__Entries shown__:
####

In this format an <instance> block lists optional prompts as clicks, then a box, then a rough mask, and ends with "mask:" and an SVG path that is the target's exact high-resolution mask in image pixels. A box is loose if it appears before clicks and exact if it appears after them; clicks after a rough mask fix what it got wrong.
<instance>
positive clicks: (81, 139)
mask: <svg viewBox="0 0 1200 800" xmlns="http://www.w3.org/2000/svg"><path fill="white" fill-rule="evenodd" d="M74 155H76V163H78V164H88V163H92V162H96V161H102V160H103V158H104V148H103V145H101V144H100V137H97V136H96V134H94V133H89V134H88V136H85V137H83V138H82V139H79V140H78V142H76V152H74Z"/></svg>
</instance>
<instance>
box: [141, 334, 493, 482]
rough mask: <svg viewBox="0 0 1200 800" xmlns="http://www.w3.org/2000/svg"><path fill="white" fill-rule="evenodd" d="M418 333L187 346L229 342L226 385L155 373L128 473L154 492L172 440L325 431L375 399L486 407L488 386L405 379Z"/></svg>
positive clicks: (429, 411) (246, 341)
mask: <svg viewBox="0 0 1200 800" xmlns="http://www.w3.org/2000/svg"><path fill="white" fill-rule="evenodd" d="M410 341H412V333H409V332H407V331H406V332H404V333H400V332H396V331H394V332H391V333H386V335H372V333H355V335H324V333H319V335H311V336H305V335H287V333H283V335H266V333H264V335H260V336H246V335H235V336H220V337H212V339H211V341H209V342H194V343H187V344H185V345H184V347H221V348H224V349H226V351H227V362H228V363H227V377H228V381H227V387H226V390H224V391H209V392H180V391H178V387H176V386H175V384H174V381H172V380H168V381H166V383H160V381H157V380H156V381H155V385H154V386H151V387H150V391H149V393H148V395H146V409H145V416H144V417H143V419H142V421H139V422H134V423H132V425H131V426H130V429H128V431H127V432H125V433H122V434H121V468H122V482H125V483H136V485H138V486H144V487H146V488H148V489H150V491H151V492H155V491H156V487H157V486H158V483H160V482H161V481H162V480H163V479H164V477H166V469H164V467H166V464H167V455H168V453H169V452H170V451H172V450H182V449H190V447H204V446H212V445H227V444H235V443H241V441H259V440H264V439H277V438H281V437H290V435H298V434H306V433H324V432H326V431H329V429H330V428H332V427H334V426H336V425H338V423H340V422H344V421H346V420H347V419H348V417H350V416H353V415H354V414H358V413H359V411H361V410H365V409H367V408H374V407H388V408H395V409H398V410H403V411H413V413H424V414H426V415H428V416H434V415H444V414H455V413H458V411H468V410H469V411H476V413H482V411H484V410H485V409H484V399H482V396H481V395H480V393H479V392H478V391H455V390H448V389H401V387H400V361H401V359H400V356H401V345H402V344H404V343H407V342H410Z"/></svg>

####

__Required work__:
Render the material above as a JSON list of strings, with one string for each line and blank lines omitted.

__Exercise answer__:
[
  "In this format an <instance> block lists optional prompts as clicks, then a box, then a rough mask, and ends with \"mask:\" and an SVG path that is the target's exact high-resolution mask in image pixels. A box is loose if it appears before clicks and exact if it appears after them; clicks after a rough mask fix what it got wrong.",
  "<instance>",
  "positive clicks: (81, 139)",
  "mask: <svg viewBox=\"0 0 1200 800\" xmlns=\"http://www.w3.org/2000/svg\"><path fill=\"white\" fill-rule=\"evenodd\" d=\"M74 155H76V163H78V164H88V163H92V162H96V161H102V160H103V158H104V148H103V145H101V144H100V137H97V136H96V134H94V133H89V134H88V136H85V137H83V138H82V139H79V140H78V142H76V152H74Z\"/></svg>",
  "</instance>",
  "<instance>",
  "box: [141, 334, 493, 482]",
  "rough mask: <svg viewBox=\"0 0 1200 800\" xmlns=\"http://www.w3.org/2000/svg\"><path fill=\"white\" fill-rule=\"evenodd\" d=\"M418 333L187 346L229 342L226 385L155 373L128 473L154 492L172 440L325 431L375 399L486 407L488 386L405 379Z\"/></svg>",
  "positive clicks: (429, 411) (246, 341)",
  "mask: <svg viewBox=\"0 0 1200 800\" xmlns=\"http://www.w3.org/2000/svg\"><path fill=\"white\" fill-rule=\"evenodd\" d=\"M410 341H412V333H409V332H407V331H406V332H404V333H400V332H396V331H394V332H391V333H386V335H372V333H355V335H324V333H319V335H311V336H305V335H287V333H283V335H266V333H264V335H260V336H246V335H235V336H220V337H212V339H211V341H209V342H194V343H187V344H185V345H184V347H221V348H224V349H226V351H227V362H228V363H227V377H228V381H227V387H226V390H224V391H209V392H180V391H178V387H176V386H175V384H174V381H172V380H168V381H166V383H160V381H157V380H156V381H155V385H154V386H151V387H150V391H149V393H148V395H146V409H145V416H144V417H143V419H142V421H139V422H134V423H132V425H131V426H130V429H128V431H127V432H125V433H122V434H121V468H122V482H125V483H136V485H138V486H144V487H146V488H148V489H150V491H151V492H155V491H156V487H157V486H158V483H160V482H161V481H162V480H163V479H164V477H166V469H164V467H166V464H167V455H168V453H169V452H170V451H172V450H182V449H190V447H204V446H212V445H227V444H235V443H241V441H259V440H264V439H277V438H281V437H290V435H298V434H306V433H324V432H326V431H329V429H330V428H332V427H334V426H336V425H338V423H340V422H344V421H346V420H347V419H348V417H350V416H353V415H354V414H358V413H359V411H361V410H365V409H367V408H374V407H388V408H395V409H398V410H403V411H413V413H424V414H426V415H428V416H434V415H444V414H455V413H458V411H468V410H469V411H476V413H482V411H484V410H485V409H484V399H482V396H481V395H480V393H479V392H478V391H455V390H448V389H401V387H400V361H401V359H400V356H401V345H402V344H404V343H407V342H410Z\"/></svg>"
]